* Фрагмент текста
-- -- --

Социальная и культурная отсталость России в сравнении с европейскими странами (проявившаяся прежде всего в архаичности и запутанности законодательства, положенного в основу Свода), а также явная непоследовательность властей в вопросах юридической природы Свода и техники поддержания его в рабочем состоянии обусловили ряд его существенных отличий (как правило, негативного характера) от европейских сводов законов, предшествовавших буржуазным революциям57.


Следует отметить уникальность Свода, проявившуюся в том, что на момент принятия российского Свода нигде в Европе, вступившей в эпоху капитализма, подобная форма систематизации законодательства уже не использовалась58. В условиях феодально-крепостнической России Свод законов по сути консервировал те самые отношения, которые олицетворяли российскую отсталость59. Уникальность российского Свода законов имела также иной аспект, связанный с его юридической природой. Возникший с завершением подготовки Свода вопрос, будет ли он новым законом либо лишь формой выражения уже существующих законов, не получил с принятием Свода однозначного ответа. В итоге Свод законов мог восприниматься как в том, так и в другом качестве.


Решающую роль в этом сыграли издержки технологии при подготовке Свода, а также непоследовательность властей по вопросу о процедуре принятия первоначальной редакции Свода и его последующих изданий и продолжений. С одной стороны, Свод был принят законодательным органом — Государственным Советом, однако на его заседание вносился вопрос не обсуждения Свода, а лишь порядка введения его в действие. При этом подход Госсовета к вопросу о юридической природе Свода был явно непоследовательным. В одних случаях цель составления Свода виделась его членам в том, «чтоб не созидать новых законов, но собрать и привести в порядок старые», в других — Свод определялся одновременно и как новый закон, и только как новая форма старых законов60. Такая непоследовательность во многом объяснялась острой нехваткой в России квалифицированных юридических кадров в 20-е-ЗО-е гг. XIX в.61


Последующие издания Свода, а также продолжение работ по его составлению вообще никак не представлялись Государственному Совету. Они составлялись учреждениями, вовсе чуждыми законодательных функций62. Такой порядок, при котором законодательные акты принимались (изменялись, отменялись) органом, лишенным законодательных полномочий, получил название кодификационного63. Подобная практика лишь затуманивала вопрос о юридической природе Свода законов, который, по мнению профессора Г.Ф. Шершеневича, не может быть разрешен, поскольку «указанная сомнительность присуща Своду законов». «Этим, — заключал Г.Ф. Шершеневич, — в корне подрывается все значение громадного труда Сперанского»64.

-- -- --

* Задания
(1) Как во фрагменте о Своде законов назван порядок, при котором законодательные акты принимались органом без законодательных полномочий?
(2) Обновите часть фрагмента о Своде законов от слов «Социальная и культурная» до слов «предшествовавших буржуазным революциям57.», заменив «европейскими странами» на «западноевропейскими государствами».
Материал ниже к этой работе не относится.

* Исходные данные
-- -- --

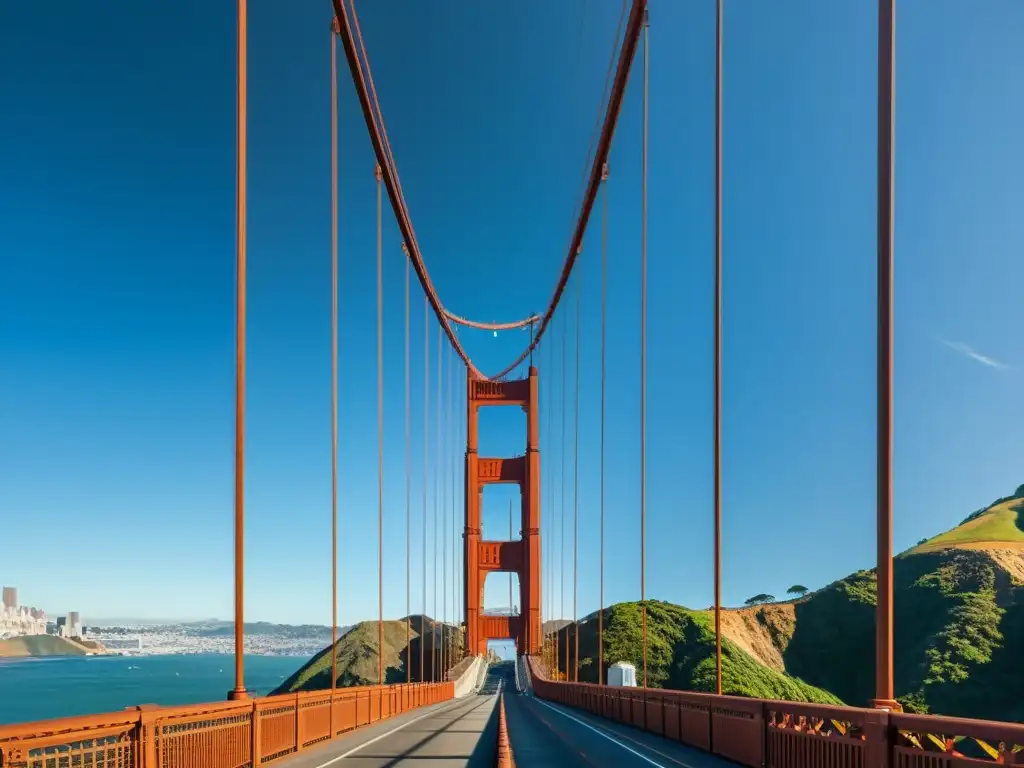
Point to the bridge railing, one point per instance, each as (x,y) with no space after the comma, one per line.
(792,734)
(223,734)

-- -- --

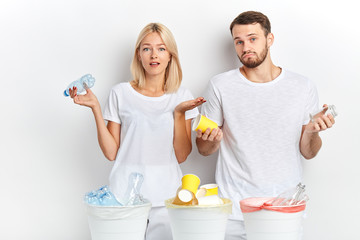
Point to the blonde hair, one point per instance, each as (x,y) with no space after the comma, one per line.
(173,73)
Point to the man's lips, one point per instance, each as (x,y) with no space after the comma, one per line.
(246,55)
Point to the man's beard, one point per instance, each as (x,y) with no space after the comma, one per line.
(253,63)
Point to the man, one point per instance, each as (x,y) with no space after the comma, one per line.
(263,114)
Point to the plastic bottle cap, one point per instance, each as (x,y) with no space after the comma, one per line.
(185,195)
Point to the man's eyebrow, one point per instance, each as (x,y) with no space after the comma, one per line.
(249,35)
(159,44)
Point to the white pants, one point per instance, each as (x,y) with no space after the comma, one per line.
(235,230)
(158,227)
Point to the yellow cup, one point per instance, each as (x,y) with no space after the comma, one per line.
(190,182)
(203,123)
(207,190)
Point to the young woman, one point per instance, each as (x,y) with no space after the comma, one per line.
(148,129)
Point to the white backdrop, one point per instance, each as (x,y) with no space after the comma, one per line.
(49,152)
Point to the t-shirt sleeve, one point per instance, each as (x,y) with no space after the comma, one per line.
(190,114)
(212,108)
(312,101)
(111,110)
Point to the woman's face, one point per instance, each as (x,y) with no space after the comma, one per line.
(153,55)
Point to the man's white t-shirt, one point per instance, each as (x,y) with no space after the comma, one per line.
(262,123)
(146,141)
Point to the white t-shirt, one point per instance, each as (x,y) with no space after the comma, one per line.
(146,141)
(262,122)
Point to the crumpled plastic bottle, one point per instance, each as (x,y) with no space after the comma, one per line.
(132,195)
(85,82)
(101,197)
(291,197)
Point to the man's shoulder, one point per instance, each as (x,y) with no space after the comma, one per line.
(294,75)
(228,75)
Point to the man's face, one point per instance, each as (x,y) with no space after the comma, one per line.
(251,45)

-- -- --

* Ответы
(1) Такой порядок получил название кодификационного.

(2)
Социальная и культурная отсталость России в сравнении с западноевропейскими государствами (проявившаяся прежде всего в архаичности и запутанности законодательства, положенного в основу Свода), а также явная непоследовательность властей в вопросах юридической природы Свода и техники поддержания его в рабочем состоянии обусловили ряд его существенных отличий (как правило, негативного характера) от европейских сводов законов, предшествовавших буржуазным революциям57.